RECORDS TO PROCESS:

━━━━━━━━━━

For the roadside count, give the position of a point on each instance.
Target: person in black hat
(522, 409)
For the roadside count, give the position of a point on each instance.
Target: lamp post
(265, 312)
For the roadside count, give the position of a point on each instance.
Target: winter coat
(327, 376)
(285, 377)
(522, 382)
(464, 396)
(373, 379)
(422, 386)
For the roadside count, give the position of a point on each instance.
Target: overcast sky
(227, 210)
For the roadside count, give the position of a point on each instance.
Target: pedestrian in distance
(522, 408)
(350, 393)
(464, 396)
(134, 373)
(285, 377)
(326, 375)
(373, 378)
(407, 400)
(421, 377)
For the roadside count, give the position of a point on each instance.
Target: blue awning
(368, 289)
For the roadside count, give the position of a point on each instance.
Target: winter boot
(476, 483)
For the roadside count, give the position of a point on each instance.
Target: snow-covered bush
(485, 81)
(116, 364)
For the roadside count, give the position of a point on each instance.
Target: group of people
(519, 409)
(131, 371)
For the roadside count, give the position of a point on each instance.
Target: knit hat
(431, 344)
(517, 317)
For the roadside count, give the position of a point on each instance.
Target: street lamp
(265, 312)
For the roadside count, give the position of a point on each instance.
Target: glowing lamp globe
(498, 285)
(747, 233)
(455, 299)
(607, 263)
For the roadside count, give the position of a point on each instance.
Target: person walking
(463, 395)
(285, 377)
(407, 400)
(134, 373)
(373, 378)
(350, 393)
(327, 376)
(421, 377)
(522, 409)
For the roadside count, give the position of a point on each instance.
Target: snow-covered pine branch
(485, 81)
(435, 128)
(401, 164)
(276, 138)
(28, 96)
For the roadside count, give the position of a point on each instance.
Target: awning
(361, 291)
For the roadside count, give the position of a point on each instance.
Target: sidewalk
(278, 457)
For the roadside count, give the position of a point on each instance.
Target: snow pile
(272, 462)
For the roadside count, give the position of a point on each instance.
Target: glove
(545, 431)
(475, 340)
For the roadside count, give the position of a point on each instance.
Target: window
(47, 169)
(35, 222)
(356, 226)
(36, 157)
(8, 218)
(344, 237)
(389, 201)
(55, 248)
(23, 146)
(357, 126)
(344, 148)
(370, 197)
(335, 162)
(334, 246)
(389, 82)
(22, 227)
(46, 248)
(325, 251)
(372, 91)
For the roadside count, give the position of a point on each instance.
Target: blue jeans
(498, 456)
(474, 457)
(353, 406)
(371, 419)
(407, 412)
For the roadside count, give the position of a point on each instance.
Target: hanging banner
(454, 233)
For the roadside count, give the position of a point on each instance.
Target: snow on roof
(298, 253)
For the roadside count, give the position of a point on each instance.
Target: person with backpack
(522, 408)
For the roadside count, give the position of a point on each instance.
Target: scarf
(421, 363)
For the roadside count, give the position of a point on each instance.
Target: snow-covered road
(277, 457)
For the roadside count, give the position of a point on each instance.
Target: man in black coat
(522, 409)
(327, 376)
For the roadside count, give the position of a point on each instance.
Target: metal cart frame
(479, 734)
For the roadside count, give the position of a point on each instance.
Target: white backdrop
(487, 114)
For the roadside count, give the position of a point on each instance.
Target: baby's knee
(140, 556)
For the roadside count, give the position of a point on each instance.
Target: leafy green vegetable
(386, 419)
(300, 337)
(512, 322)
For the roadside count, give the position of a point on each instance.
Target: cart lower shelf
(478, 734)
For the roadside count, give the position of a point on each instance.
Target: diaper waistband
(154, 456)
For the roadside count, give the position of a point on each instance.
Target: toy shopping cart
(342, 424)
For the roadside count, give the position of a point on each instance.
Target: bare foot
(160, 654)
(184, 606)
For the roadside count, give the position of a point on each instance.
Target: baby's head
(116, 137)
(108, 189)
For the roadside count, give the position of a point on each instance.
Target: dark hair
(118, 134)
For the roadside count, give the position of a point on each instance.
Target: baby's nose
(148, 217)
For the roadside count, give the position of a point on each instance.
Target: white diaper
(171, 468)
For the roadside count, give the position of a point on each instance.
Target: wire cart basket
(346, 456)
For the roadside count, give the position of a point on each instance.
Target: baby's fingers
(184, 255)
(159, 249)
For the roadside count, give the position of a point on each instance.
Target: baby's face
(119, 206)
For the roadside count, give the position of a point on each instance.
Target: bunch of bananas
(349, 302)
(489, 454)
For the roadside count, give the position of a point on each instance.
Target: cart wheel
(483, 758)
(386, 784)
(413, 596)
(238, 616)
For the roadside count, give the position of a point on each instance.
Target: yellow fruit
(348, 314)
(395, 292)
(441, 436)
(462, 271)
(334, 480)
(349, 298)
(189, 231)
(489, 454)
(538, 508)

━━━━━━━━━━

YOUR GOAL:
Repeat the records, every one of them, without any deviation.

SOLUTION FOR THIS TASK:
For the roadside count, give the position of a point on each instance.
Target: person in black hat
(522, 409)
For the roadside count, give the position of a point on each instance.
Target: lamp post
(265, 312)
For the roadside count, give the position of a point on each instance.
Target: winter coat
(327, 376)
(285, 377)
(522, 382)
(464, 396)
(373, 379)
(422, 386)
For the roadside count, give the position of a point on each instance.
Target: overcast sky
(227, 210)
For the roadside count, give the position of a point on each instance.
Target: pedestrian in distance
(522, 408)
(350, 393)
(464, 396)
(134, 373)
(285, 377)
(326, 375)
(373, 378)
(407, 400)
(421, 377)
For the roadside count, give the position of a point on each instance.
Target: blue awning
(368, 289)
For the roadside count, give the position of a point on each instance.
Target: winter boot
(476, 483)
For the roadside count, give the position of a point on each instance.
Target: snow-covered bush
(485, 81)
(116, 364)
For the roadside count, give the position of a point on each instance.
Target: group of people
(519, 409)
(131, 371)
For the roadside count, give the position of a point on each instance.
Target: knit hat
(431, 344)
(517, 317)
For the roadside count, give the position of a point on each instance.
Target: street lamp
(265, 312)
For the roadside count, give the position of a point on each instance.
Target: glowing lamp globe
(498, 285)
(747, 233)
(455, 299)
(607, 263)
For the roadside count, give the position of a point on each instance.
Target: person walking
(463, 395)
(285, 377)
(407, 400)
(134, 373)
(373, 378)
(350, 393)
(327, 376)
(421, 377)
(522, 409)
For the roadside count, give the position of a point on each instance.
Target: snow-covered pine branch
(485, 81)
(435, 128)
(401, 164)
(276, 138)
(28, 96)
For the roadside count, give the position of a point on each instance.
Target: awning
(361, 291)
For the roadside count, give the position of a point on each instance.
Target: sidewalk
(278, 457)
For the roadside count, give the position of a point on each instance.
Target: snow pile
(272, 462)
For the roadside count, give the position of a point on each instance.
Target: glove
(545, 431)
(475, 340)
For the roadside count, give the position of a point on each instance.
Target: window
(47, 169)
(35, 222)
(356, 226)
(36, 157)
(8, 218)
(344, 237)
(389, 201)
(55, 248)
(23, 146)
(357, 126)
(344, 148)
(370, 197)
(335, 162)
(334, 246)
(389, 82)
(22, 227)
(46, 248)
(325, 251)
(372, 91)
For the roadside count, give the position of a point on each instance.
Target: blue jeans
(498, 456)
(474, 457)
(353, 406)
(371, 419)
(407, 412)
For the roadside count, give the position of a point on each instance.
Target: hanging banner
(454, 233)
For the roadside count, give the position of a point on each instance.
Target: snow on roof
(298, 253)
For the roadside count, give the position of a point on each instance.
Target: person with backpack
(522, 408)
For the roadside count, give the position of a point on each instance.
Target: scarf
(421, 363)
For the roadside count, give the position of a point on each instance.
Target: snow-covered road
(277, 457)
For the roadside count, give the position of a point on each instance.
Target: man in black coat
(522, 409)
(327, 376)
For the roadside count, give the position of a point on each instance.
Target: metal cart frame
(479, 734)
For the roadside count, give the position of a point on each instance.
Target: white backdrop
(487, 114)
For the roadside count, give the position of a point on each instance.
Target: baby's knee
(140, 556)
For the roadside count, give the position of a point on each instance.
Target: leafy green vegetable
(386, 419)
(300, 337)
(512, 322)
For the roadside count, give the position of a point on each instance.
Target: cart lower shelf
(478, 734)
For the roadside count, give the position of a point on each instance.
Target: diaper waistband
(154, 456)
For the roadside count, give the position of a point on each instance.
Target: toy shopping cart
(342, 424)
For the roadside count, give the position of a point on each instance.
Target: bare foot
(160, 654)
(184, 606)
For the roadside count, give the position of a point on each instance.
Target: baby's head
(116, 137)
(108, 189)
For the roadside count, give the position of a point on each instance.
Target: dark hair
(118, 134)
For the roadside count, give the position of a point on each instance.
Target: baby's nose
(148, 217)
For the roadside count, give the position of a point on each instance.
Target: white diaper
(171, 468)
For the roadside count, give the position of a point on each instance.
Target: wire cart basket
(346, 456)
For the roadside count, give the position of a point on each instance.
Target: baby's fingers
(184, 255)
(159, 249)
For the roadside count, give the position of a point on each instance.
Target: baby's face
(119, 206)
For the roadside count, give the position of a point on each instance.
Target: bunch of bananas
(349, 302)
(489, 454)
For the roadside count, give the position of a point on each instance.
Target: cart wheel
(483, 758)
(386, 784)
(413, 596)
(238, 616)
For the roadside count, give the position of a point on each instance.
Target: yellow fruit
(348, 314)
(395, 292)
(441, 436)
(462, 271)
(334, 480)
(349, 298)
(189, 231)
(489, 454)
(538, 508)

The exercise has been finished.